Begin DATA SUPPLIED

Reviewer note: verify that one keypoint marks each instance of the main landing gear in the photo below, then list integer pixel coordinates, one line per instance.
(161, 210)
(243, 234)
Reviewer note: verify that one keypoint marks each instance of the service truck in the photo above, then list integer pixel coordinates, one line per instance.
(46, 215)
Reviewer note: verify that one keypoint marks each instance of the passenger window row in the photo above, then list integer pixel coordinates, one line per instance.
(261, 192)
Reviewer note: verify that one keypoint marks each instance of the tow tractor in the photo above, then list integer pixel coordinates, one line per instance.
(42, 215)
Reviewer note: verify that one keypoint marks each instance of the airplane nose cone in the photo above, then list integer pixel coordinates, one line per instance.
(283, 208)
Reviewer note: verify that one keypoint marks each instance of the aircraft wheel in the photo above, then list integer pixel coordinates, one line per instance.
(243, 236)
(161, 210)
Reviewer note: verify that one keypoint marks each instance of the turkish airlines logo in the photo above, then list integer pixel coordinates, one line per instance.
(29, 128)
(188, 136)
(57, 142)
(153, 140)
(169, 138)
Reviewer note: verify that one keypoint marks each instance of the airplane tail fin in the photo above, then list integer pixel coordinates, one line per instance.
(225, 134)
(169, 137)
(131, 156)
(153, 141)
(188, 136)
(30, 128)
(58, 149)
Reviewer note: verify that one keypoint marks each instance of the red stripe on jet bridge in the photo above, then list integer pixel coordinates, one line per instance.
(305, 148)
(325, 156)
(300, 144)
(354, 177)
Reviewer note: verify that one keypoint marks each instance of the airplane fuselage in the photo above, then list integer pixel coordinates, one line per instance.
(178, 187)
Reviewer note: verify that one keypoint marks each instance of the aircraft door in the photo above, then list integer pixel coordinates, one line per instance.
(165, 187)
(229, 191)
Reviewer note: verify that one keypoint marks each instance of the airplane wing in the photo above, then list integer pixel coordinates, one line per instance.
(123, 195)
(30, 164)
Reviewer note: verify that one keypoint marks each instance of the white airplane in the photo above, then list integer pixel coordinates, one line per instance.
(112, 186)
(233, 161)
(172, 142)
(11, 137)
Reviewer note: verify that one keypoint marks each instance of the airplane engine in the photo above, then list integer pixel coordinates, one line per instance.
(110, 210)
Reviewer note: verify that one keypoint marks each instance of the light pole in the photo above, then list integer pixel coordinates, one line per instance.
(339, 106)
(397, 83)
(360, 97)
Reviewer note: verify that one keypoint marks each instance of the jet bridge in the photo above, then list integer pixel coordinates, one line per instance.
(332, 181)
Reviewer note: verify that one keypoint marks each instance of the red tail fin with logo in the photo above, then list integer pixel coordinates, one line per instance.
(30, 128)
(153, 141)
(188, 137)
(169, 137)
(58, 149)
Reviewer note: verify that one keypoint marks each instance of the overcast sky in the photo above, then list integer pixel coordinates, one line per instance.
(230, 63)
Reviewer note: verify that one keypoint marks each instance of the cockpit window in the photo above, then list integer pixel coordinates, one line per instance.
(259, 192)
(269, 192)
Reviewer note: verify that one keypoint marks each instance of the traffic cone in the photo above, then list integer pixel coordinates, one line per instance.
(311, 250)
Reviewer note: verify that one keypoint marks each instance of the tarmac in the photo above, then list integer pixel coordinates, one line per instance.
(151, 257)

End DATA SUPPLIED

### PROBLEM TO SOLVE
Convert every line of the records above into a JSON array of strings, one string per line, with blank lines omitted.

### RESPONSE
[
  "Reviewer note: verify that one keypoint marks each instance of the main landing gear in the photo below, then list integer pixel coordinates, one line per instance.",
  "(161, 210)",
  "(243, 234)",
  "Reviewer note: verify that one keypoint marks each instance of the service truck in the photo above, then list integer pixel coordinates, one line per instance.",
  "(46, 215)",
  "Reviewer note: verify that one keypoint marks each instance of the passenger window row in the photo above, then list integer pixel coordinates, one line per instance.",
  "(261, 192)",
  "Reviewer note: verify that one keypoint marks each instance of the tow tractor in the photo above, then list integer pixel coordinates, one line per instance.",
  "(42, 215)",
  "Reviewer note: verify that one keypoint marks each instance of the airplane nose cone in the photo above, then list integer pixel coordinates, one line per instance.",
  "(283, 208)",
  "Reviewer note: verify that one keypoint marks each instance of the aircraft wheel in the photo above, then list integer pixel coordinates, one line per instance.",
  "(243, 236)",
  "(161, 210)",
  "Reviewer note: verify that one keypoint marks each instance of the turkish airlines logo in the photo above, then list integer pixel coordinates, one line per instance.",
  "(29, 128)",
  "(188, 136)",
  "(57, 142)",
  "(153, 140)",
  "(169, 138)",
  "Reviewer note: verify that one keypoint marks each instance of the airplane tail fin in the photo above, then list integer pixel coordinates, one line per instance.",
  "(225, 134)",
  "(169, 137)",
  "(131, 156)",
  "(153, 141)",
  "(188, 136)",
  "(30, 128)",
  "(58, 149)",
  "Reviewer note: verify that one keypoint marks each instance of the red stripe on jet bridge in the photo above, then list integer pixel coordinates, one line per instance.",
  "(305, 148)",
  "(325, 156)",
  "(300, 144)",
  "(354, 177)",
  "Reviewer note: verify that one keypoint marks each instance of the airplane fuselage in the photo above, then list integer pixel coordinates, one line per instance.",
  "(178, 187)",
  "Reviewer note: verify that one keypoint marks each instance of the aircraft door in the photo above, then list integer pixel coordinates, one line per instance.",
  "(165, 187)",
  "(229, 191)",
  "Reviewer note: verify that one keypoint marks each instance of the airplane wing in the photo above, then list integer pixel coordinates, one line per instance.",
  "(123, 195)",
  "(30, 164)",
  "Reviewer note: verify that one keypoint marks each instance of the white airplane in the photo above, then list integer pixel coordinates, one line per instance.",
  "(112, 186)",
  "(233, 161)",
  "(172, 142)",
  "(11, 137)",
  "Reviewer note: verify that one keypoint marks each instance of the airplane engine in the photo above, then list integer pixel coordinates, one line per instance.",
  "(110, 210)",
  "Reviewer note: verify that one keypoint marks each instance of the light pole in the photo above, then list integer pixel coordinates, one line per instance.",
  "(339, 106)",
  "(397, 83)",
  "(360, 97)",
  "Reviewer note: verify that one keypoint marks each instance of the jet bridge in the photo above, then list integer pixel coordinates, one line per instance.",
  "(332, 181)",
  "Reviewer note: verify that one keypoint marks each instance of the red tail fin with logo in the photo above, then list integer pixel coordinates, one line per instance.",
  "(30, 128)",
  "(153, 141)",
  "(188, 137)",
  "(169, 137)",
  "(58, 149)",
  "Reviewer note: verify that one keypoint marks each instance of the overcast sky in the photo above, then list integer pixel coordinates, one line per instance.",
  "(230, 63)",
  "Reviewer note: verify that one keypoint marks each instance of the cockpit window in the photo above, then list integer pixel coordinates, one line per instance.",
  "(259, 192)",
  "(269, 192)",
  "Reviewer note: verify that one keypoint marks each instance of the traffic cone in the photo above, then list integer pixel coordinates, one line per instance.",
  "(311, 250)",
  "Reviewer note: verify that one keypoint marks each instance of the tarmac in the photo above, then list integer pixel coordinates, one line per instance.",
  "(151, 257)"
]